[EXERCISE]:
Reproduce the lines below with every "tree trunk" swapped for "trunk", leaving everything else unchanged.

[INPUT DATA]:
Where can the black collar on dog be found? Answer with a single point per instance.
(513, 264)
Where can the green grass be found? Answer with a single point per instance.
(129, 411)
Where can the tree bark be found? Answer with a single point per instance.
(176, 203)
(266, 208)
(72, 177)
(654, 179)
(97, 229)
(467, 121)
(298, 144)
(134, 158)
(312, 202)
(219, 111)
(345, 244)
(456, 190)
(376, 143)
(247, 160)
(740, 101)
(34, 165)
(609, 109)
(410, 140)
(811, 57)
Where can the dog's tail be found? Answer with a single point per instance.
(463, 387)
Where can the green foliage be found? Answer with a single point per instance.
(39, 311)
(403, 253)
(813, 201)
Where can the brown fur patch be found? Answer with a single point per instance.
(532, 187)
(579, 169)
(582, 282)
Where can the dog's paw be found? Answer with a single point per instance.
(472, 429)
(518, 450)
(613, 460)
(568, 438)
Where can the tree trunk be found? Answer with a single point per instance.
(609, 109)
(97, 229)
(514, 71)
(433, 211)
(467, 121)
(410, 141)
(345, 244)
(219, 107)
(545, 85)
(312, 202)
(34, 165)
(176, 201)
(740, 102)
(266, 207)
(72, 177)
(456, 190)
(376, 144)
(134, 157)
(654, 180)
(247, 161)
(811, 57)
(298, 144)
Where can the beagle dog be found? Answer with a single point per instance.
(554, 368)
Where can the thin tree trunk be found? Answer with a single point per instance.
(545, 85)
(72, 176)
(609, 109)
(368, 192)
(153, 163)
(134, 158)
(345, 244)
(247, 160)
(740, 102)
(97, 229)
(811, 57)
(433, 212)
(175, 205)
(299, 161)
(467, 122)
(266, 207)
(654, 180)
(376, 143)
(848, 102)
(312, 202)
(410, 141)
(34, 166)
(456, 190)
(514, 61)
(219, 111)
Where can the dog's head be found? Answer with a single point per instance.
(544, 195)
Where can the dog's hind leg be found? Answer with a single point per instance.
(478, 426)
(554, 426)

[SOLUTION FOR THIS PROBLEM]:
Where can the black collar on dog be found? Answer with a single point per instance.
(513, 264)
Where can the green grass be found? Answer with a single point per instance.
(129, 411)
Where can the tree bark be found? Answer with a single point per instance.
(176, 203)
(266, 208)
(72, 177)
(654, 179)
(97, 229)
(467, 121)
(298, 144)
(134, 158)
(312, 202)
(219, 111)
(345, 244)
(456, 190)
(376, 143)
(247, 160)
(740, 101)
(34, 165)
(609, 109)
(410, 140)
(811, 57)
Where can the dog's tail be found? Answer with a single point per instance.
(463, 387)
Where can the green foliage be found? Answer with a single point per instance.
(39, 311)
(403, 253)
(813, 201)
Where can the brown fur patch be found? Answer with a single point per instance.
(532, 187)
(579, 169)
(582, 282)
Where can the dog's paw be found? Answer with a single point per instance.
(472, 429)
(518, 450)
(613, 460)
(568, 438)
Where can the trunk be found? Answer with a single point per instance.
(609, 109)
(97, 229)
(514, 71)
(433, 211)
(467, 121)
(410, 141)
(345, 244)
(219, 107)
(545, 85)
(312, 202)
(34, 165)
(176, 201)
(740, 102)
(266, 207)
(72, 177)
(456, 190)
(376, 144)
(134, 157)
(654, 180)
(247, 161)
(811, 57)
(298, 144)
Where can the beagle dog be found? Answer with a single point per instance.
(554, 368)
Where can the thin trunk be found? Answer with a single point per instance.
(545, 85)
(72, 176)
(609, 109)
(368, 192)
(153, 163)
(134, 158)
(345, 244)
(247, 160)
(740, 102)
(97, 229)
(811, 57)
(433, 212)
(175, 205)
(299, 161)
(467, 122)
(266, 207)
(654, 180)
(376, 143)
(848, 102)
(312, 202)
(410, 141)
(34, 166)
(456, 190)
(514, 61)
(219, 111)
Where can the dog's head be found? Answer with a single point per instance.
(544, 195)
Where can the dog's hind leg be found? Answer with a single point per instance.
(478, 426)
(554, 426)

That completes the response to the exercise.